We first considered whether changes in the sample as a whole might have occurred, with particular attention to group differences that might influence our interpretation of the morphological gains. Sample size (number of utterances) did not differ for group or time point, nor was there an interaction between group and time point (all ps > .24). Mean length of utterance, measured in words, also did not differ across groups (Z = 0.50, p = .61). Samples collected at the delayed posttest were significantly longer than samples collected at pretest (Z = 2.58, p = .01), with immediate posttest samples falling in between (Z = 1.48, p = .14). There was no interaction between group and time point (Time2: p = .72, Time3: p = .22), indicating that both groups had similar gains in MLU in words over the 6 months that measurements were taken, something that would be consistent with both general development and participation in focused stimulation.
::::::::::
§ TASKS:
1 - Decide whether each statement agrees with the passage on the language-sample analysis, answering yes or no and quoting the words that settle it: (a) Sample size differed between the two groups. (b) Samples at the delayed posttest were significantly longer than those at pretest. (c) The groups showed an interaction between group and time point in MLU gains.
2 - Rewrite the paragraph of the language-sample analysis beginning "We first considered whether changes" as a short list that keeps its main findings.
3 - Carry on the language-sample analysis from the point where it ends.
The data below comes from a separate source.
::::::::::
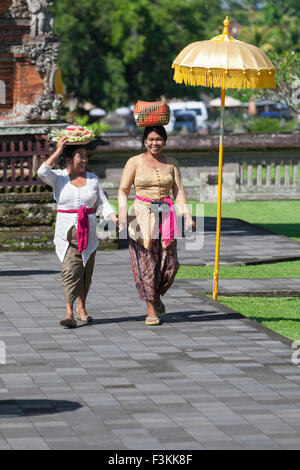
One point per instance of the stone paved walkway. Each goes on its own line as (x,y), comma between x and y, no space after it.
(239,242)
(205,379)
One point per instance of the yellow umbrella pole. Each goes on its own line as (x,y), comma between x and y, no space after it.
(218,231)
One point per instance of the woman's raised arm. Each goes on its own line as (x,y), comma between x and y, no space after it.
(124,190)
(45,171)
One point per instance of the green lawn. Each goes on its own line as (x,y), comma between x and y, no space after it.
(280,314)
(261,271)
(282,217)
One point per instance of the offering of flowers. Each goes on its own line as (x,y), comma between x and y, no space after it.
(75,134)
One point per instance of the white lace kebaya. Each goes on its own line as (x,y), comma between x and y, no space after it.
(69,197)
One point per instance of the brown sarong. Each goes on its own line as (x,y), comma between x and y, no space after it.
(155,269)
(75,277)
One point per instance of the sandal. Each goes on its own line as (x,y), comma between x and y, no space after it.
(152,321)
(68,322)
(83,318)
(160,310)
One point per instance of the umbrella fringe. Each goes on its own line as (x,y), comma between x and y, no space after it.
(220,78)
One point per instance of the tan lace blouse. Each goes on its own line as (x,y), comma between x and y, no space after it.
(154,184)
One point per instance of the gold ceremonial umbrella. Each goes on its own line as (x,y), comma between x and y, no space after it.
(226,63)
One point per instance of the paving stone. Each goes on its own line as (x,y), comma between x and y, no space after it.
(203,380)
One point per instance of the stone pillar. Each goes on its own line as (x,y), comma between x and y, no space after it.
(28,55)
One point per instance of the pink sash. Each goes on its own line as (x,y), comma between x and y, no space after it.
(82,226)
(169,228)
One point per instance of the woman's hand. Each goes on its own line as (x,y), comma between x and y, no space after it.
(61,144)
(189,223)
(122,224)
(114,218)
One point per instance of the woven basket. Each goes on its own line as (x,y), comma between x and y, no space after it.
(147,114)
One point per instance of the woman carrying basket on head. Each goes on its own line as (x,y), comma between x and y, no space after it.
(153,228)
(76,192)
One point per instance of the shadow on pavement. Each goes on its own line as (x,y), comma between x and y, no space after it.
(18,408)
(175,317)
(29,272)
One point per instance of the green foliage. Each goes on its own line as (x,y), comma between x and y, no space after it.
(279,313)
(264,125)
(289,269)
(287,65)
(116,51)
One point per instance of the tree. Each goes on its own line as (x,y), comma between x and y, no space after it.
(115,51)
(287,66)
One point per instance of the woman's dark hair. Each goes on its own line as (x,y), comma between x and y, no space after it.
(69,151)
(160,130)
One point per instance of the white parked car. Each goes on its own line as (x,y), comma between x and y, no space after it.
(197,106)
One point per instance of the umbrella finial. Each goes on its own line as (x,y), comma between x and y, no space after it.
(226,24)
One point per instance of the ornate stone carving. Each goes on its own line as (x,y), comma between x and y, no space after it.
(41,21)
(47,108)
(19,9)
(44,56)
(36,48)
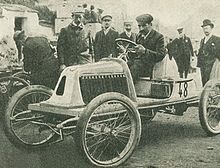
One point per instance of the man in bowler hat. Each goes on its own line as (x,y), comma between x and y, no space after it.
(72,44)
(184,52)
(104,44)
(209,50)
(150,48)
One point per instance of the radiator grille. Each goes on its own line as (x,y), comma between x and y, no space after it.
(94,85)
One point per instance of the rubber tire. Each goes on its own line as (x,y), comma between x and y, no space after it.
(23,75)
(145,119)
(5,97)
(6,120)
(82,122)
(202,108)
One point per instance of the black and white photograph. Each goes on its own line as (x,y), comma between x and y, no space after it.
(110,83)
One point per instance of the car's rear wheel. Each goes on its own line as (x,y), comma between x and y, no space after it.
(108,130)
(22,126)
(209,108)
(8,87)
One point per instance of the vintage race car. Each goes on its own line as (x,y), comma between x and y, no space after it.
(101,107)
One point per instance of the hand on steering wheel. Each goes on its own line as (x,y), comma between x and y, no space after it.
(125,46)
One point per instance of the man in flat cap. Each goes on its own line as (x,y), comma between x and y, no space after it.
(128,34)
(150,48)
(209,50)
(104,44)
(184,52)
(72,44)
(39,60)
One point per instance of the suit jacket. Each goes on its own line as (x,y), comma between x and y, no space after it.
(155,50)
(70,45)
(132,38)
(183,52)
(208,51)
(104,45)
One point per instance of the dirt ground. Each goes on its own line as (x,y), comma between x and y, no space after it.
(174,141)
(167,142)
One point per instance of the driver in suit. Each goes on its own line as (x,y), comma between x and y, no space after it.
(150,48)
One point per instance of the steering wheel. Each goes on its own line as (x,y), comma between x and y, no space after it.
(126,46)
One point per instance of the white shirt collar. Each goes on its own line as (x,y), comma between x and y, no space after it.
(147,34)
(106,30)
(207,37)
(128,33)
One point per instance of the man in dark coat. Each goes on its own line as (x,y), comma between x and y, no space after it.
(128,34)
(39,60)
(184,52)
(72,44)
(104,44)
(209,50)
(150,48)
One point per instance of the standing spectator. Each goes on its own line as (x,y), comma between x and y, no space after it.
(128,34)
(104,44)
(93,15)
(184,52)
(86,14)
(150,49)
(39,59)
(18,45)
(72,45)
(171,49)
(209,51)
(100,11)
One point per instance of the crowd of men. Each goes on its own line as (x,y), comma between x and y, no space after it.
(74,44)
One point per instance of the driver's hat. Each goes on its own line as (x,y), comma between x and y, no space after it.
(144,18)
(78,10)
(128,22)
(106,16)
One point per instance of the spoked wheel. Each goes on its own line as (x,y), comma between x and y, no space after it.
(8,87)
(25,128)
(209,108)
(23,75)
(108,130)
(146,115)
::::::::::
§ ANSWERS BY ITEM NUMBER:
1 -
(a) No: "Sample size (number of utterances) did not differ for group or time point"
(b) Yes: "Samples collected at the delayed posttest were significantly longer than samples collected at pretest (Z = 2.58, p = .01)"
(c) No: "There was no interaction between group and time point (Time2: p = .72, Time3: p = .22)"

2 -
- The whole sample was checked for changes and for group differences that might affect how the morphological gains are read.
- Sample size (number of utterances) did not differ by group or time point, and there was no interaction (all ps > .24).
- MLU in words did not differ across groups (Z = 0.50, p = .61).
- Delayed posttest samples were significantly longer than pretest samples (Z = 2.58, p = .01). Immediate posttest samples fell in between (Z = 1.48, p = .14).
- There was no group-by-time interaction (Time2: p = .72, Time3: p = .22), so both groups gained similarly in MLU over the 6 months. This fits both general development and participation in focused stimulation.

3 -
Next, we considered whether the likelihood of producing past tense –ed, the targeted morpheme, was predicted by group and time point. Accuracy at each time point is shown in Table 4. Although there were no main effects for group (Z = 0.192, p = .85) or time point (immediate post: Z = 1.51, p = .13; delayed post: Z = 1.50, p = .13), there was an interaction between group and time (immediate post: Z = 3.77, p < .0002; delayed post: Z = 5.98, p < .0001). This interaction indicates that children in the hard first condition were more likely to produce regular past tense –ed correctly at the immediate and delayed post measurement points than were the children enrolled in the easy first condition. Shifting the reference value for time point allows direct examination of possible gains between immediate and delayed post time points also and revealed that the hard first group, but not the easy first group, demonstrated continued growth in past tense accuracy in language samples (Z = 2.19, p = .03) after the conclusion of treatment, as illustrated in Figure 2 and Table 4. The regression model is shown in Table 6.

Figure 2.

Figure 2.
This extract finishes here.